__Work instructions__: Recast the records as a numbered list, starting at their first line and ending at the line containing "List the outlines", both included. Leave out any blank lines.

Region outline entries

========

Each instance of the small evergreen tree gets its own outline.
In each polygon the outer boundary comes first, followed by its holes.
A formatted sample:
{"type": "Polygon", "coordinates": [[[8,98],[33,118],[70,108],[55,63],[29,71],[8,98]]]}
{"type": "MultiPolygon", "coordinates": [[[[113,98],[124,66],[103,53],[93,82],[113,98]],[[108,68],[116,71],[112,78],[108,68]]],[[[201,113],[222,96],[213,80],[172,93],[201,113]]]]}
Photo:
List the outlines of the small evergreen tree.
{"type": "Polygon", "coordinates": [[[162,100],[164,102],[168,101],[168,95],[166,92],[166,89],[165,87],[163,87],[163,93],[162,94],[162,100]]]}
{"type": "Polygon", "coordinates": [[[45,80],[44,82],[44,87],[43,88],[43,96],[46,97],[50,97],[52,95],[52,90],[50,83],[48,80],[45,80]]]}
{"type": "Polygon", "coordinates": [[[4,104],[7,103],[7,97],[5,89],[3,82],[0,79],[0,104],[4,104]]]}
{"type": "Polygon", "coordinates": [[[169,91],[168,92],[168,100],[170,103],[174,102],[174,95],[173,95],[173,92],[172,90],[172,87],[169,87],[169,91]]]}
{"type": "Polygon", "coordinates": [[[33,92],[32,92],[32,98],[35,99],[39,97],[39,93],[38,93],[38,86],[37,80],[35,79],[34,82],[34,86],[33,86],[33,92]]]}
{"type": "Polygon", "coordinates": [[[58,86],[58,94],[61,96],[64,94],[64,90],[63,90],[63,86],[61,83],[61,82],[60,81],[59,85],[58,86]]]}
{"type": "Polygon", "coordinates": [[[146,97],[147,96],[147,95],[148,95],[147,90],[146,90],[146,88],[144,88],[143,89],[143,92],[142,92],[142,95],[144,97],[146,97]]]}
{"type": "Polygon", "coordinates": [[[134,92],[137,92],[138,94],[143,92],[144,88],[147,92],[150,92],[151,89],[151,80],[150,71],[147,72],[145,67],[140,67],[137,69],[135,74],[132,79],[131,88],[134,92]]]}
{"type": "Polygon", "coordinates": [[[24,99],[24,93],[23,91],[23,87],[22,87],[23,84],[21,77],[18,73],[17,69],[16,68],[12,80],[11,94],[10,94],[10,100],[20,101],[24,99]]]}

========

__Correct response__:
1. Each instance of the small evergreen tree gets its own outline.
2. In each polygon the outer boundary comes first, followed by its holes.
3. A formatted sample:
4. {"type": "Polygon", "coordinates": [[[8,98],[33,118],[70,108],[55,63],[29,71],[8,98]]]}
5. {"type": "MultiPolygon", "coordinates": [[[[113,98],[124,66],[103,53],[93,82],[113,98]],[[108,68],[116,71],[112,78],[108,68]]],[[[201,113],[222,96],[213,80],[172,93],[201,113]]]]}
6. Photo:
7. List the outlines of the small evergreen tree.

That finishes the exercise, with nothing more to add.